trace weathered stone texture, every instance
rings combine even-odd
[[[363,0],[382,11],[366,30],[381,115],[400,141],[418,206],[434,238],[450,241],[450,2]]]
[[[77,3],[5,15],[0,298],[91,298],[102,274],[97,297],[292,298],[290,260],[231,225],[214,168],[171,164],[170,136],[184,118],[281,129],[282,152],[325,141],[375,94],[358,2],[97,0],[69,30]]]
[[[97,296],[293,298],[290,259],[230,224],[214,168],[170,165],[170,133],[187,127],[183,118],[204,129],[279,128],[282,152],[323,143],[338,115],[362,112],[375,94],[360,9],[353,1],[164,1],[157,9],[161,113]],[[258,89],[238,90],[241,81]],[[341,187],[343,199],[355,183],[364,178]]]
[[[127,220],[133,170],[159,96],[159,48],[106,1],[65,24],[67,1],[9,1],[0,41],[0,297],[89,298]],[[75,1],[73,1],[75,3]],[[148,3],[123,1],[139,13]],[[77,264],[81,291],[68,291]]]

-----

Quote, without alteration, the final stretch of the entries: the line with "rings combine even-odd" onward to the last line.

• **Answer to this exercise**
rings combine even-odd
[[[363,0],[382,11],[366,30],[381,115],[400,141],[418,206],[434,238],[450,241],[450,2]]]
[[[77,3],[5,15],[0,298],[91,298],[102,274],[97,297],[292,298],[290,260],[231,225],[214,168],[171,164],[170,136],[184,118],[281,129],[282,152],[325,141],[375,94],[358,2],[97,0],[69,30]]]
[[[97,296],[293,298],[290,259],[230,224],[214,168],[170,165],[170,133],[187,127],[183,118],[204,129],[279,128],[282,152],[323,143],[338,115],[362,112],[375,94],[360,9],[353,1],[164,1],[157,9],[161,113]],[[258,89],[238,90],[241,81]],[[341,187],[343,199],[355,183],[364,178]]]
[[[127,220],[133,170],[159,96],[159,48],[106,1],[65,24],[67,1],[9,1],[0,41],[0,297],[89,298]],[[75,1],[73,1],[75,3]],[[148,3],[123,1],[139,13]],[[77,264],[81,291],[68,291]]]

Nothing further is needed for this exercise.